■ Data section ■
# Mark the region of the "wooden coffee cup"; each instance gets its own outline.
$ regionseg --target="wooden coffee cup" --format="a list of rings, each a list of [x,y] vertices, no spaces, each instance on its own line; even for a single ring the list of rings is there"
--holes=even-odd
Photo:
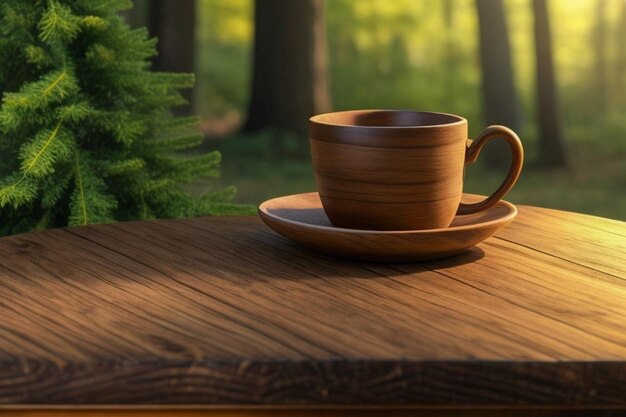
[[[355,110],[309,120],[311,156],[324,211],[337,227],[367,230],[438,229],[457,214],[492,207],[513,187],[524,150],[504,126],[473,142],[467,120],[446,113]],[[511,147],[502,185],[484,201],[461,203],[464,166],[492,139]]]

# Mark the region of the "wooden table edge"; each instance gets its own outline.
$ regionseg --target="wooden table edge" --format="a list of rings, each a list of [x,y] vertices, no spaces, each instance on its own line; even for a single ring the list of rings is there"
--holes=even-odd
[[[133,398],[145,398],[141,390],[133,390],[132,379],[125,384],[119,384],[119,389],[112,390],[108,385],[106,393],[96,390],[72,393],[72,380],[56,379],[56,372],[63,374],[53,364],[42,365],[41,363],[24,363],[23,361],[9,366],[8,363],[0,364],[0,372],[13,372],[17,375],[16,368],[26,367],[33,369],[38,375],[47,375],[55,380],[58,386],[67,385],[67,390],[60,390],[60,396],[50,400],[45,397],[36,397],[34,394],[21,400],[9,400],[2,397],[0,390],[0,408],[9,406],[32,407],[38,404],[46,406],[59,405],[72,407],[73,404],[81,404],[84,407],[104,406],[198,406],[198,407],[231,407],[229,397],[221,391],[220,386],[225,383],[246,384],[250,386],[250,396],[246,401],[238,403],[237,407],[413,407],[413,408],[440,408],[440,407],[626,407],[626,360],[606,361],[470,361],[470,360],[446,360],[446,361],[411,361],[411,360],[267,360],[267,361],[217,361],[206,362],[186,361],[181,363],[168,362],[171,372],[170,378],[153,387],[152,398],[156,401],[163,399],[164,404],[155,401],[142,402]],[[94,363],[99,375],[104,380],[119,381],[123,378],[119,368],[107,369],[101,363]],[[243,366],[242,366],[243,365]],[[43,368],[42,368],[43,366]],[[74,367],[82,368],[87,374],[90,373],[88,364],[73,364]],[[129,365],[124,373],[133,375],[140,373],[150,374],[158,371],[163,366],[160,362],[150,364]],[[23,368],[22,368],[23,369]],[[275,389],[271,382],[263,375],[267,372],[288,373],[304,375],[300,382],[294,382],[290,387],[289,395],[282,400],[276,401],[263,397],[264,393]],[[180,386],[185,385],[185,378],[197,379],[202,375],[203,391],[191,394],[181,394],[176,398],[179,401],[171,402],[167,398],[172,397],[174,387],[169,383],[172,379],[179,381]],[[384,399],[372,398],[368,392],[368,382],[380,377],[395,375],[402,381],[395,394]],[[366,378],[367,376],[367,378]],[[32,375],[23,373],[22,378]],[[469,378],[469,379],[468,379]],[[500,392],[498,400],[476,402],[464,400],[467,385],[475,383],[477,379],[493,378],[499,382]],[[261,381],[261,382],[259,382]],[[350,384],[346,381],[352,381]],[[357,381],[356,385],[353,381]],[[428,381],[419,383],[415,381]],[[555,386],[554,381],[559,381]],[[433,391],[431,387],[445,382],[445,393]],[[359,385],[361,384],[361,385]],[[538,389],[545,386],[550,396],[544,396],[541,402],[524,403],[517,398],[517,393],[525,389]],[[256,394],[254,397],[252,393]],[[311,401],[311,392],[315,393],[315,402]],[[102,395],[107,396],[109,401],[98,401]],[[79,395],[76,397],[76,395]],[[169,397],[168,397],[169,395]],[[286,398],[288,398],[286,400]],[[125,399],[125,401],[120,401]],[[322,400],[320,400],[322,399]],[[9,401],[12,403],[9,404]]]

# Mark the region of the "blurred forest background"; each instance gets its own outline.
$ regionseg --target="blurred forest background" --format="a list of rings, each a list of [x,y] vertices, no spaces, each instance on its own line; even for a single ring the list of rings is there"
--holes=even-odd
[[[315,189],[312,114],[402,108],[516,130],[509,201],[626,220],[626,0],[135,0],[126,18],[159,38],[155,69],[196,73],[179,112],[237,202]],[[504,177],[489,147],[466,192]]]

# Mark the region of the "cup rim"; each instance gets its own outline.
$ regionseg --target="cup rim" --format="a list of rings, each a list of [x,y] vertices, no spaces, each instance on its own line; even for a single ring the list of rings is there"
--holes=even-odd
[[[324,118],[331,115],[348,115],[348,114],[367,114],[374,112],[383,112],[383,113],[414,113],[414,114],[422,114],[422,115],[437,115],[437,116],[446,116],[453,119],[450,123],[437,123],[437,124],[424,124],[424,125],[405,125],[405,126],[397,126],[397,125],[381,125],[381,126],[368,126],[368,125],[358,125],[358,124],[342,124],[342,123],[332,123],[329,121],[323,120]],[[349,128],[360,128],[360,129],[431,129],[435,127],[449,127],[449,126],[458,126],[462,124],[467,124],[467,119],[462,116],[452,114],[452,113],[444,113],[444,112],[434,112],[434,111],[421,111],[421,110],[405,110],[405,109],[362,109],[362,110],[341,110],[335,112],[321,113],[316,114],[309,118],[310,123],[323,125],[323,126],[335,126],[335,127],[349,127]]]

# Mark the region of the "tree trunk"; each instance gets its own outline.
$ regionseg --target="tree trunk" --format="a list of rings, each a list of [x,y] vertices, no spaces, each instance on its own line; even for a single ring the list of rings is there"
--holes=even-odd
[[[244,131],[308,137],[308,119],[330,111],[323,0],[256,0],[250,104]]]
[[[194,72],[195,0],[150,0],[149,30],[159,43],[152,67],[156,71]],[[188,105],[174,109],[176,115],[193,112],[193,90],[183,92]]]
[[[626,1],[622,1],[620,20],[615,30],[615,45],[617,48],[617,57],[615,60],[615,91],[614,96],[616,105],[622,106],[626,104]]]
[[[606,4],[606,0],[598,0],[596,3],[596,23],[592,39],[592,50],[595,51],[593,79],[596,84],[594,95],[597,99],[598,111],[603,117],[608,107]]]
[[[520,109],[513,81],[513,65],[502,0],[476,0],[480,33],[483,101],[487,124],[518,130]],[[508,166],[510,151],[503,141],[490,143],[483,151],[487,166]]]
[[[539,127],[539,162],[545,167],[566,165],[565,147],[561,133],[552,34],[547,0],[533,0],[535,17],[535,70],[537,89],[537,122]]]
[[[455,33],[455,4],[454,0],[443,0],[442,3],[442,15],[443,25],[445,27],[445,55],[444,55],[444,68],[445,68],[445,80],[446,80],[446,95],[448,100],[453,100],[456,89],[456,72],[457,66],[456,59],[456,46],[452,34]]]

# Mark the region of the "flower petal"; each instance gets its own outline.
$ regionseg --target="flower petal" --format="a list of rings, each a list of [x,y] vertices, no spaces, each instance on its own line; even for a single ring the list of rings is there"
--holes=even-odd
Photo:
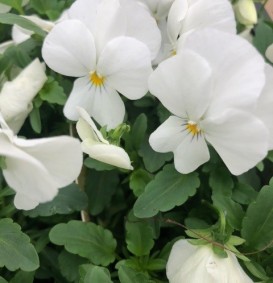
[[[267,154],[268,130],[253,114],[228,109],[202,121],[201,128],[234,175],[248,171]]]
[[[237,35],[204,29],[192,33],[185,48],[204,57],[214,72],[213,114],[229,106],[253,110],[265,76],[264,60],[249,42]]]
[[[198,54],[183,51],[158,66],[149,89],[173,114],[197,121],[210,103],[211,68]]]
[[[14,205],[17,209],[30,210],[35,208],[39,204],[39,201],[31,198],[28,195],[16,193],[14,197]]]
[[[149,138],[153,150],[157,152],[174,151],[181,143],[183,134],[183,120],[176,116],[170,116],[161,124]]]
[[[71,184],[79,176],[82,151],[78,139],[68,136],[35,140],[17,138],[14,142],[46,168],[57,188]]]
[[[42,55],[52,70],[65,76],[81,77],[95,69],[93,35],[78,20],[57,24],[44,40]]]
[[[86,139],[82,142],[82,150],[91,158],[101,162],[123,169],[133,169],[128,154],[121,147],[112,144],[94,144]]]
[[[103,50],[97,68],[109,86],[129,99],[141,98],[148,91],[148,77],[152,72],[149,50],[134,38],[111,40]]]
[[[143,42],[151,52],[153,60],[161,45],[161,35],[155,19],[136,1],[121,0],[126,15],[126,35]]]

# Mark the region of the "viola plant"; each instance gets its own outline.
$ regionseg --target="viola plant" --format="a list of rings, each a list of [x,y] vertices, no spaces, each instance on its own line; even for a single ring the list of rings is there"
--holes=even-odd
[[[1,283],[273,282],[264,5],[0,0]]]

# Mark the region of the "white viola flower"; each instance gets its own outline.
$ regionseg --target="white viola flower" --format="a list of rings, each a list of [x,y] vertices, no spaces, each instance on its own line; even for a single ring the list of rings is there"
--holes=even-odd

■ Work instructions ■
From the records above, determine how many lines hold "plant" and give only that number.

■ Response to this task ■
2